Records to process:
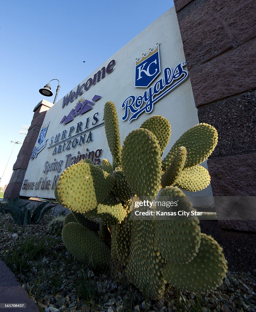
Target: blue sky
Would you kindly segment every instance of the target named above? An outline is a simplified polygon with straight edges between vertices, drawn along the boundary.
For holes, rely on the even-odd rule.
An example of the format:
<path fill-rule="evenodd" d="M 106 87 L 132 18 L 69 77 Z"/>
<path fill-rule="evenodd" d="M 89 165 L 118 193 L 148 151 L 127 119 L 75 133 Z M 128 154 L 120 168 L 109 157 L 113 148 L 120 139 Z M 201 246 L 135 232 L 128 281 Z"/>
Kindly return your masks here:
<path fill-rule="evenodd" d="M 7 184 L 21 144 L 42 100 L 38 90 L 52 79 L 57 100 L 173 5 L 146 2 L 2 0 L 0 10 L 0 186 Z M 84 62 L 84 61 L 85 62 Z M 51 83 L 55 94 L 58 84 Z"/>

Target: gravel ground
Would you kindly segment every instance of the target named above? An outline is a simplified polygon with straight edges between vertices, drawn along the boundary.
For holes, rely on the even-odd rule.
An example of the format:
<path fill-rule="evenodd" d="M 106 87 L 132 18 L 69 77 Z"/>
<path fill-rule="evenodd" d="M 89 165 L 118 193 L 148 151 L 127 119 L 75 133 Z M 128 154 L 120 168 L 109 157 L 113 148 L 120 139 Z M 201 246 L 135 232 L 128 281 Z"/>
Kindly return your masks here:
<path fill-rule="evenodd" d="M 243 271 L 229 271 L 223 284 L 209 293 L 182 292 L 169 286 L 161 300 L 147 300 L 132 285 L 117 284 L 108 271 L 104 274 L 93 271 L 76 261 L 61 237 L 46 231 L 52 217 L 46 216 L 38 225 L 18 226 L 9 214 L 0 213 L 0 257 L 6 262 L 15 254 L 18 255 L 15 261 L 20 260 L 21 255 L 17 254 L 18 246 L 27 237 L 38 241 L 43 239 L 46 244 L 40 255 L 38 253 L 29 261 L 27 268 L 18 270 L 13 263 L 8 264 L 41 311 L 256 311 L 255 269 L 245 271 L 244 267 Z M 203 232 L 211 232 L 214 237 L 219 234 L 214 233 L 216 229 L 211 225 L 209 228 L 207 224 L 202 224 L 204 227 Z M 250 254 L 247 258 L 244 253 L 248 261 Z"/>

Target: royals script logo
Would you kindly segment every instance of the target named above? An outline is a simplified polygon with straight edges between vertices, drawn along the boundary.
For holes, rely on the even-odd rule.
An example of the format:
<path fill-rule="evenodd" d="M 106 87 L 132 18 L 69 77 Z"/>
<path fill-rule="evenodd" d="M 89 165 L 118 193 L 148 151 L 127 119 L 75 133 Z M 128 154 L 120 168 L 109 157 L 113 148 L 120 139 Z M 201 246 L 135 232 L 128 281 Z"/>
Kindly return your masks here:
<path fill-rule="evenodd" d="M 159 42 L 156 44 L 156 48 L 153 51 L 151 48 L 149 49 L 149 53 L 146 56 L 143 53 L 140 61 L 138 58 L 135 59 L 135 87 L 147 88 L 160 73 L 159 45 Z M 171 67 L 166 67 L 162 78 L 147 89 L 143 94 L 127 98 L 122 104 L 122 108 L 125 110 L 123 120 L 129 118 L 130 122 L 144 112 L 151 113 L 157 102 L 188 78 L 188 73 L 183 68 L 186 65 L 186 62 L 180 63 L 173 70 Z"/>
<path fill-rule="evenodd" d="M 32 151 L 32 154 L 30 156 L 30 159 L 33 160 L 34 158 L 36 158 L 37 154 L 45 147 L 46 145 L 46 141 L 48 139 L 45 138 L 45 134 L 47 130 L 50 121 L 48 121 L 47 123 L 43 125 L 43 128 L 40 132 L 39 138 L 38 140 L 38 142 L 39 145 L 38 146 L 35 146 Z"/>

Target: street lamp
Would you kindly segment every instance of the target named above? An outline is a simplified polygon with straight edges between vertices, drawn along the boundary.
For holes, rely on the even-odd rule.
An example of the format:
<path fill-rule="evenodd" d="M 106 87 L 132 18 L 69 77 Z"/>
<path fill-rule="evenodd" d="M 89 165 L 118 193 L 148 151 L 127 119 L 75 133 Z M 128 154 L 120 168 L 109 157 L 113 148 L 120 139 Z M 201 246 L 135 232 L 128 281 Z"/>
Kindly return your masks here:
<path fill-rule="evenodd" d="M 58 79 L 52 79 L 51 80 L 50 80 L 49 82 L 49 83 L 47 83 L 43 88 L 39 89 L 39 93 L 42 94 L 42 95 L 44 95 L 45 96 L 51 96 L 53 95 L 53 94 L 51 90 L 51 85 L 50 84 L 50 83 L 51 81 L 52 81 L 53 80 L 57 80 L 59 83 L 59 84 L 58 85 L 58 86 L 57 87 L 57 89 L 56 90 L 56 94 L 55 95 L 55 97 L 53 101 L 53 105 L 54 105 L 55 104 L 55 102 L 56 101 L 56 99 L 57 98 L 59 91 L 60 89 L 60 86 L 59 85 L 60 82 Z"/>

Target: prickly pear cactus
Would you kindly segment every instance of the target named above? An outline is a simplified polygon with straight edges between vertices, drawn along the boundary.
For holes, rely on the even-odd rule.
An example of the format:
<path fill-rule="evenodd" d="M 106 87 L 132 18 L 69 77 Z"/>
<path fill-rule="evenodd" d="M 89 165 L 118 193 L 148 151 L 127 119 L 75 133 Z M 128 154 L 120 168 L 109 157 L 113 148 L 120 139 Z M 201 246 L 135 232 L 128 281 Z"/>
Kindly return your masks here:
<path fill-rule="evenodd" d="M 125 275 L 153 299 L 163 295 L 166 283 L 193 291 L 216 288 L 227 272 L 226 261 L 218 243 L 201 233 L 197 217 L 139 220 L 131 216 L 134 202 L 145 196 L 178 197 L 179 210 L 194 211 L 179 188 L 195 192 L 209 184 L 200 164 L 217 144 L 216 130 L 197 125 L 162 160 L 171 134 L 165 118 L 151 117 L 123 146 L 112 102 L 105 105 L 104 118 L 112 164 L 104 159 L 99 165 L 88 160 L 72 165 L 55 191 L 56 199 L 72 211 L 62 231 L 66 246 L 91 266 L 110 265 L 114 276 Z"/>

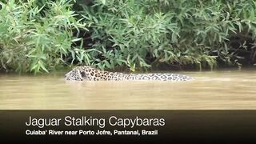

Exercise aim: Format each line of the data above as a Markdown table with a Row column for the running number and a Line column for the text, and skip the blank lines. Leave the pictures out of the table.

Task response:
| Row | Line |
|---|---|
| 1 | Target: blue sky |
| 2 | Would you kindly segment every instance of the target named above? An outline is a simplified polygon with straight edges between vertices, drawn along the boundary. |
| 3 | For holes, rely on the even-odd rule. |
| 4 | An example of the format: |
| 5 | <path fill-rule="evenodd" d="M 106 87 L 132 18 L 69 77 Z"/> |
| 6 | <path fill-rule="evenodd" d="M 89 165 L 118 193 L 148 151 L 127 119 L 75 133 Z M 128 154 L 120 168 L 109 157 L 113 148 L 120 139 Z M 201 246 L 135 232 L 128 281 Z"/> |
| 7 | Kindly return your masks here: |
| 8 | <path fill-rule="evenodd" d="M 7 184 L 21 144 L 42 100 L 38 90 L 52 79 L 57 100 L 173 5 L 146 2 L 2 0 L 0 10 L 0 186 Z M 84 62 L 84 61 L 85 62 Z M 51 83 L 55 94 L 58 84 Z"/> |
| 9 | Target: gravel ground |
| 10 | Would you kindly segment every instance of the target named above? An outline is a simplified polygon with straight edges between vertices, drawn along the boundary. |
| 11 | For holes, rely on the even-odd rule. |
| 12 | An example of the format: |
| 13 | <path fill-rule="evenodd" d="M 106 87 L 132 18 L 69 77 Z"/> |
| 14 | <path fill-rule="evenodd" d="M 89 165 L 118 193 L 148 151 L 127 119 L 75 133 Z M 128 154 L 120 168 L 109 157 L 113 148 L 120 139 Z M 201 246 L 135 232 L 128 281 Z"/> |
| 15 | Kindly return your masks here: |
| 16 | <path fill-rule="evenodd" d="M 243 271 L 229 271 L 223 284 L 209 293 L 182 292 L 169 286 L 161 300 L 147 300 L 132 285 L 117 284 L 108 271 L 104 274 L 93 271 L 76 261 L 61 237 L 46 231 L 52 217 L 46 216 L 38 225 L 18 226 L 9 214 L 0 213 L 0 257 L 6 262 L 15 254 L 18 255 L 15 261 L 20 260 L 21 255 L 17 254 L 18 246 L 27 237 L 38 241 L 43 239 L 46 244 L 40 255 L 38 253 L 29 261 L 27 268 L 18 270 L 13 263 L 8 264 L 41 311 L 256 311 L 255 269 L 245 271 L 244 267 Z M 203 232 L 211 232 L 214 237 L 219 234 L 214 233 L 216 229 L 211 225 L 209 228 L 207 224 L 202 224 L 204 227 Z M 250 254 L 247 258 L 244 253 L 248 261 Z"/> |
| 17 | Target: royals script logo |
| 18 | Would you kindly segment every instance of the target named above? An outline is a simplified polygon with straight edges between vertices, drawn along the boundary. |
| 19 | For holes, rely on the even-odd rule. |
| 20 | An example of the format: |
| 21 | <path fill-rule="evenodd" d="M 106 87 L 132 18 L 69 77 Z"/> |
| 22 | <path fill-rule="evenodd" d="M 89 165 L 118 193 L 148 151 L 127 119 L 75 133 Z M 128 154 L 120 168 L 109 157 L 113 148 L 120 139 Z M 201 246 L 135 232 L 128 281 Z"/> |
| 23 | Kindly return your masks here: |
| 24 | <path fill-rule="evenodd" d="M 159 42 L 156 44 L 156 48 L 153 51 L 151 48 L 149 49 L 149 53 L 146 56 L 143 53 L 140 61 L 138 58 L 135 59 L 135 87 L 147 88 L 160 73 L 159 45 Z M 171 67 L 166 67 L 162 78 L 147 89 L 143 94 L 127 98 L 122 104 L 122 108 L 125 110 L 123 120 L 129 118 L 130 122 L 144 112 L 151 113 L 157 102 L 188 78 L 188 73 L 183 68 L 186 65 L 186 62 L 180 63 L 173 70 Z"/> |
| 25 | <path fill-rule="evenodd" d="M 32 151 L 32 154 L 30 156 L 30 159 L 33 160 L 34 158 L 36 158 L 37 154 L 45 147 L 46 145 L 46 141 L 48 139 L 45 138 L 45 134 L 47 130 L 50 121 L 48 121 L 47 123 L 43 125 L 43 128 L 40 132 L 39 138 L 38 140 L 38 142 L 39 145 L 38 146 L 35 146 Z"/> |
| 26 | Target: street lamp |
| 27 | Would you kindly segment every instance of the target named above? An outline is a simplified polygon with straight edges between vertices, drawn along the boundary. |
| 28 | For holes, rely on the even-odd rule. |
| 29 | An example of the format: |
| 30 | <path fill-rule="evenodd" d="M 106 87 L 132 18 L 69 77 Z"/> |
| 31 | <path fill-rule="evenodd" d="M 89 165 L 118 193 L 148 151 L 127 119 L 75 133 Z M 128 154 L 120 168 L 109 157 L 113 148 L 120 139 Z M 201 246 L 135 232 L 128 281 Z"/> |
| 32 | Kindly return your masks here: |
| 33 | <path fill-rule="evenodd" d="M 58 79 L 52 79 L 51 80 L 50 80 L 49 82 L 49 83 L 47 83 L 43 88 L 39 89 L 39 93 L 42 94 L 42 95 L 44 95 L 45 96 L 51 96 L 53 95 L 53 94 L 51 90 L 51 85 L 50 84 L 50 83 L 51 81 L 52 81 L 53 80 L 57 80 L 59 83 L 59 84 L 58 85 L 58 86 L 57 87 L 57 89 L 56 90 L 56 94 L 55 95 L 55 97 L 53 101 L 53 105 L 54 105 L 55 104 L 55 102 L 56 101 L 56 99 L 57 98 L 59 91 L 60 89 L 60 86 L 59 85 L 60 82 Z"/> |
| 34 | Target: prickly pear cactus |
| 35 | Would you kindly segment every instance of the target named above? An outline is a simplified polygon with straight edges between vertices, drawn along the boundary. |
| 36 | For holes, rely on the even-odd rule. |
| 37 | An example of the format: |
| 38 | <path fill-rule="evenodd" d="M 106 87 L 132 18 L 69 77 Z"/> |
| 39 | <path fill-rule="evenodd" d="M 89 165 L 118 193 L 148 151 L 127 119 L 75 133 Z M 128 154 L 120 168 L 109 157 L 113 148 L 120 139 Z M 201 246 L 135 232 L 128 281 Z"/> |
| 40 | Kindly return your masks here: |
| 41 | <path fill-rule="evenodd" d="M 125 275 L 153 299 L 163 295 L 166 283 L 193 291 L 216 288 L 227 272 L 226 261 L 218 243 L 201 233 L 197 217 L 139 220 L 131 216 L 134 202 L 145 196 L 178 197 L 179 210 L 194 211 L 179 188 L 195 192 L 209 184 L 200 164 L 217 144 L 216 130 L 197 125 L 162 160 L 171 134 L 165 118 L 151 117 L 123 146 L 112 102 L 105 105 L 104 118 L 112 164 L 104 159 L 99 165 L 88 160 L 72 165 L 55 191 L 56 199 L 72 211 L 62 231 L 66 246 L 91 266 L 110 265 L 114 276 Z"/> |